── Extract
JU-ON: Origin is yet again another expansion of the famous Ju-On/The Grudge franchise. It’s a Japanese horror series, starring Yoshiyoshi Arakawa, Yuina Kuroshima, Ririka, Koki Osamura and others.

Same old, same old

JU-ON: Origins consists of several stories intertwined with each other, as is the norm with this franchise. We have Haruka and her boyfriend Tetsuya who are scared due to sounds in their house. On the other hand, there’s Kiyoma who belongs to an abusive home. She befriends two girls who eventually betray her. And we have paranormal researcher Yasuo, who is approached by Haruka for advice regarding her problem.

The series tries really hard to create tension and scares. There are jump-scares scattered all over the place, creepy atmospheres, a ghost (we’ll get to that in a bit), and people looking very scared when they look at said ghost. However, inspite of all the “traditional” elements present, the series does not provide any sort of scares whatsoever. Incidents and murders happen all of a sudden, but there are no explanations as to what is going on. Most of them will take you by surprise, but not in a good way. You’ll look at the screen confused, wondering what the heck just happened.

People just murder each other left, right and centre, but instead of being scared to death, I laughed out loud. It’s just not scary. The murders are cringy at most. However, if you’re a fan of gore, then it might be fun for you. There are some good practical effects that make these scenes bearable.

There’s a scene in episode 4 involving a foetus and, well, a mouth. It was so hilarious and cringy that I couldn’t stop laughing. That’s not the kind of reaction you’d expect from a horror series.

To ghost or not to ghost

I have seen some bad ghosts in my pursuit of good horror shows, but my god. JU-ON: Origins takes the cake. The ghost here is a woman, obviously, who is absolutely normal-looking, wearing a white dress, obviously, and carrying a bundle (?). People scream looking at her like they are staring at their evil doppelganger. These are times when I miss Kayako. I miss that backstory. I miss everything about it. These JU-ON spawns are so bad, that they can neither create tension, not scares.
────
Brief:
For each statement, say yes or no as to whether the review of JU-ON: Origins supports it, and quote the exact words of the review that decide it. 1. The reviewer was frightened by the murders. 2. The series contains jump-scares. 3. The ghost in the series is a man.
── Extracted data
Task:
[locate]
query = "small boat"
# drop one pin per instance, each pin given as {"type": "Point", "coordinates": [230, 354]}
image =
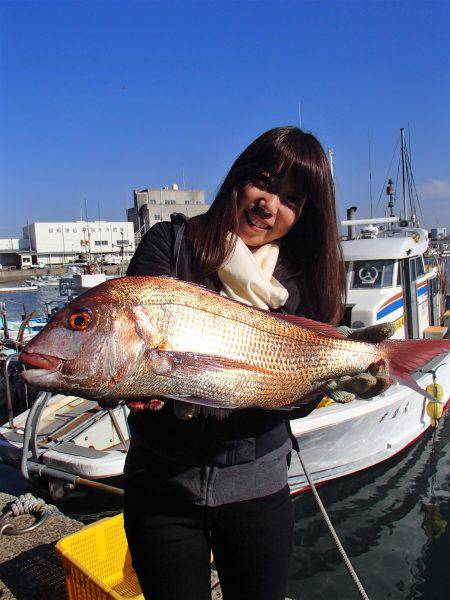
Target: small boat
────
── Extracted data
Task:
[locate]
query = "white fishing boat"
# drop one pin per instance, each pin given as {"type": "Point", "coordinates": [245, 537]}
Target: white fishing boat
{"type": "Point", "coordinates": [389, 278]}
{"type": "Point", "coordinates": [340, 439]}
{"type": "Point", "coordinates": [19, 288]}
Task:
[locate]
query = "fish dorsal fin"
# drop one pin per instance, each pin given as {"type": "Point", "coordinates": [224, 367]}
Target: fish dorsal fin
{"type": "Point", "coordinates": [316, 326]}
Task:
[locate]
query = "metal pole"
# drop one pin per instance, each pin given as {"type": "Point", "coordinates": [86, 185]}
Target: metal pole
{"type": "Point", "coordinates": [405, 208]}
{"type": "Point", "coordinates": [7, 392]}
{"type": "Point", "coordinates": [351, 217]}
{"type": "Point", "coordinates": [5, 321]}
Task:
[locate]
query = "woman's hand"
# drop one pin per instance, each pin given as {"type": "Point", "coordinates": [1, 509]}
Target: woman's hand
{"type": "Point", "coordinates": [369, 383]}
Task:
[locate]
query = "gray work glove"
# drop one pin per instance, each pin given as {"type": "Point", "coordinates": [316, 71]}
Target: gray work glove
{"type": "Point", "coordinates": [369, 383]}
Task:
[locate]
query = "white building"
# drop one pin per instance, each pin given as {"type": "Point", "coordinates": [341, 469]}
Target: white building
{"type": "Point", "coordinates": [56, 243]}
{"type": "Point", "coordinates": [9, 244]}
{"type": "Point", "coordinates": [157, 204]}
────
Expected answer:
1. No: "instead of being scared to death, I laughed out loud"
2. Yes: "There are jump-scares scattered all over the place"
3. No: "The ghost here is a woman"